(Contour annotation rows)
= = = =

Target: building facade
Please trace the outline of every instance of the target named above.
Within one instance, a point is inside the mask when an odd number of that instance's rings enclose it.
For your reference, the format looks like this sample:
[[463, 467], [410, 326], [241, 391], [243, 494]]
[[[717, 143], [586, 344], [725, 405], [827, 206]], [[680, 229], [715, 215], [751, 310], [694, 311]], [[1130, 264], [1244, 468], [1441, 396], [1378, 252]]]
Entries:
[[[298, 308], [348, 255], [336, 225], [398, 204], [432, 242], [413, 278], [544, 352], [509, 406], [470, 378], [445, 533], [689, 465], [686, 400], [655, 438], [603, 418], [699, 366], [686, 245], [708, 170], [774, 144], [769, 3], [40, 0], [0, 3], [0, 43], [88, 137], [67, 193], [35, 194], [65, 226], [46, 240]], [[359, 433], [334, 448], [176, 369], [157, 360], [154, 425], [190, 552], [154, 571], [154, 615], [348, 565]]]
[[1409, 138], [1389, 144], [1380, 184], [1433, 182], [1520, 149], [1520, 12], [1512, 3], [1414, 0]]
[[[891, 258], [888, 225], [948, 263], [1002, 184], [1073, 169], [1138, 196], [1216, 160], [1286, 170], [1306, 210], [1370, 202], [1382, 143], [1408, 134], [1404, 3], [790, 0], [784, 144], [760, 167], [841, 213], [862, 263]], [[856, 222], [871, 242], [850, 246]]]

= = = =

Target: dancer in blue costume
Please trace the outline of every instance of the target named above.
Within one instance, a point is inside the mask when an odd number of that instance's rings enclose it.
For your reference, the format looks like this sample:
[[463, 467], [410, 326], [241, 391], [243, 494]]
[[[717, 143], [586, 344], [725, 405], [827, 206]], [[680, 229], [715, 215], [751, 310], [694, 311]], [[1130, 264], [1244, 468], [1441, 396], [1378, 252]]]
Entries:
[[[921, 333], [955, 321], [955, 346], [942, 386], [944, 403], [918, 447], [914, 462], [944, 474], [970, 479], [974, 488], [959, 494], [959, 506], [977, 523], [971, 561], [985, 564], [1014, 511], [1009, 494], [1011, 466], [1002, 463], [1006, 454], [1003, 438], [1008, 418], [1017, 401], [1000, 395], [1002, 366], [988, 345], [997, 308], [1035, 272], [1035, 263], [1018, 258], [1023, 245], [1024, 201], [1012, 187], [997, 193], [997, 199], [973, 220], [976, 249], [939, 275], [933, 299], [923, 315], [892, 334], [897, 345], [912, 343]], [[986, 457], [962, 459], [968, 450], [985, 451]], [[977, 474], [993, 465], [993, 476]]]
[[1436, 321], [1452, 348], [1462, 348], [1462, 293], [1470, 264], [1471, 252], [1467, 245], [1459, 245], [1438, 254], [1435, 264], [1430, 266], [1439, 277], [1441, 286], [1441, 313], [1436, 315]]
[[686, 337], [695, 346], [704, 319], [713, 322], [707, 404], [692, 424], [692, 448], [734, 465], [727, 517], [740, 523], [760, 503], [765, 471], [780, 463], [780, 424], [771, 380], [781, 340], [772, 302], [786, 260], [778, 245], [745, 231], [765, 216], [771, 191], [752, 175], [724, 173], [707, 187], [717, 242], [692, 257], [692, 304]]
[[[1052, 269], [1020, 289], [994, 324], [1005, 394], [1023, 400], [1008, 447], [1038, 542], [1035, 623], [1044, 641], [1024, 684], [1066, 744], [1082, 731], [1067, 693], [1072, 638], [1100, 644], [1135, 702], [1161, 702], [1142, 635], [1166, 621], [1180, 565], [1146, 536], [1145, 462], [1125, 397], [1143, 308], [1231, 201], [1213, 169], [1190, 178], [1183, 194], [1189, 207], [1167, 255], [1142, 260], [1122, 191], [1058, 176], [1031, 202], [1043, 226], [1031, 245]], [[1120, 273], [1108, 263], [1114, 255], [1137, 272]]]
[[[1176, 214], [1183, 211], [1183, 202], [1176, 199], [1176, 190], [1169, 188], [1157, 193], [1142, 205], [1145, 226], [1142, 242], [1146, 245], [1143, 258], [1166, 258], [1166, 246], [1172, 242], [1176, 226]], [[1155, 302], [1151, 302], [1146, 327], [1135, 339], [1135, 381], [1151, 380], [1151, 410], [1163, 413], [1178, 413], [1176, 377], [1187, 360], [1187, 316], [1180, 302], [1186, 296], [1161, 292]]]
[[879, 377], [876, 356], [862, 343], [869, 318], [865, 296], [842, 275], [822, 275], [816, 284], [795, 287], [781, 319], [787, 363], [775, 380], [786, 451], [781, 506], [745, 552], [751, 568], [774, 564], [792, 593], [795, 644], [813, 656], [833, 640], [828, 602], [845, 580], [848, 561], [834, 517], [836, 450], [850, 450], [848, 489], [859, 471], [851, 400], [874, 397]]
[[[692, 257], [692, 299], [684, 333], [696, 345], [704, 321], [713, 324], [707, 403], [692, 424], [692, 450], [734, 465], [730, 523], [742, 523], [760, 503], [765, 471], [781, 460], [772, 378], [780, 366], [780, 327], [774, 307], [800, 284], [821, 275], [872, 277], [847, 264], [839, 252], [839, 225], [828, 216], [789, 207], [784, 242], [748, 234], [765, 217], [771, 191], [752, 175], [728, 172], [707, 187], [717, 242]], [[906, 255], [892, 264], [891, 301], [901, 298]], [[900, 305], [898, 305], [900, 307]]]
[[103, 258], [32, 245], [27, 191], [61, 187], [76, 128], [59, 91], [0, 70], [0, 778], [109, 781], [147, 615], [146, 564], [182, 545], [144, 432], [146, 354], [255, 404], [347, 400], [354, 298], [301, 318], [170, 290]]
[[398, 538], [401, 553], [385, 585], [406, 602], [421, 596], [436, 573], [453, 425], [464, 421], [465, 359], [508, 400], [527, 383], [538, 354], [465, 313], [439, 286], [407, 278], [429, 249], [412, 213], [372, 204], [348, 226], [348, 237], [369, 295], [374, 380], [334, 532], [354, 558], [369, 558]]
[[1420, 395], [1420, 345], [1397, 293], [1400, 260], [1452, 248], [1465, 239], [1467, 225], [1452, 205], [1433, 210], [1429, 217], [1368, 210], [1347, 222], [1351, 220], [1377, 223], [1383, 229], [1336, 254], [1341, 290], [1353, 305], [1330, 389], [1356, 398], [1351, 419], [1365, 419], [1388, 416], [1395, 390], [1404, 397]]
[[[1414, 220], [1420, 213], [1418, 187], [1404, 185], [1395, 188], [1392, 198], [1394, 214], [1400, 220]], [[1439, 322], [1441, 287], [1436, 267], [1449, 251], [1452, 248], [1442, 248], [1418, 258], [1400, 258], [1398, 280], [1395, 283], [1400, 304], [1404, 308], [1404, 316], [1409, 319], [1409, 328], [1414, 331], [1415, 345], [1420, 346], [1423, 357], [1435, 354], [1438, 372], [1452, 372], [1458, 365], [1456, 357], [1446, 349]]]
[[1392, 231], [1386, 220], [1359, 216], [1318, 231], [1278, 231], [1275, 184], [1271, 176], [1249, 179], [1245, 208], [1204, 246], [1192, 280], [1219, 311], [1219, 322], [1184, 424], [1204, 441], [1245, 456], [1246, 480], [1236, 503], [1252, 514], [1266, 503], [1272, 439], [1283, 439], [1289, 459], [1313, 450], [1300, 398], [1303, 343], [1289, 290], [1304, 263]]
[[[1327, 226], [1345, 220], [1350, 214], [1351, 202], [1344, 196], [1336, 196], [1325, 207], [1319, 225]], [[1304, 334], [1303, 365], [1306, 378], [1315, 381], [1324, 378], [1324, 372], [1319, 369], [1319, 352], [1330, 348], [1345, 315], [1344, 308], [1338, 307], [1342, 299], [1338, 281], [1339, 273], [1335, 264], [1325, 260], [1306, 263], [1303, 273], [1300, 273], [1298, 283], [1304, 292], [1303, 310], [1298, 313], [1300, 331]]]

= = = =

» Exercise details
Write out the rows again, starting with the line containing "Target: dancer in blue costume" and going on through the line containing "313], [1436, 315]]". Replace "outline" with "contour" and leave everything else unchanged.

» Result of this task
Target: dancer in blue costume
Please trace the contour of every instance of the target named above.
Within one instance, a point is inside the mask when an odd number of that instance's rings enclose it.
For your reference, the format looks like this sample:
[[463, 467], [410, 326], [241, 391], [243, 494]]
[[[717, 143], [586, 344], [725, 405], [827, 206]], [[680, 229], [715, 215], [751, 310], [694, 311]], [[1130, 264], [1244, 468], [1441, 396], [1378, 252]]]
Entries:
[[[921, 333], [955, 321], [955, 346], [942, 386], [944, 403], [918, 447], [914, 462], [944, 474], [970, 479], [974, 488], [959, 494], [959, 506], [977, 523], [971, 561], [985, 564], [1014, 511], [1009, 494], [1011, 466], [1002, 463], [1006, 454], [1003, 438], [1008, 418], [1017, 401], [1000, 395], [1002, 366], [988, 345], [997, 308], [1035, 272], [1035, 263], [1018, 258], [1023, 245], [1024, 201], [1012, 187], [997, 193], [997, 199], [973, 220], [976, 249], [939, 275], [933, 299], [923, 315], [892, 334], [897, 345], [912, 343]], [[986, 457], [962, 459], [968, 450], [985, 451]], [[977, 474], [993, 465], [993, 476]]]
[[1436, 321], [1452, 348], [1462, 348], [1462, 293], [1470, 264], [1471, 252], [1467, 245], [1459, 245], [1438, 254], [1435, 264], [1430, 266], [1439, 277], [1441, 286], [1441, 313], [1436, 315]]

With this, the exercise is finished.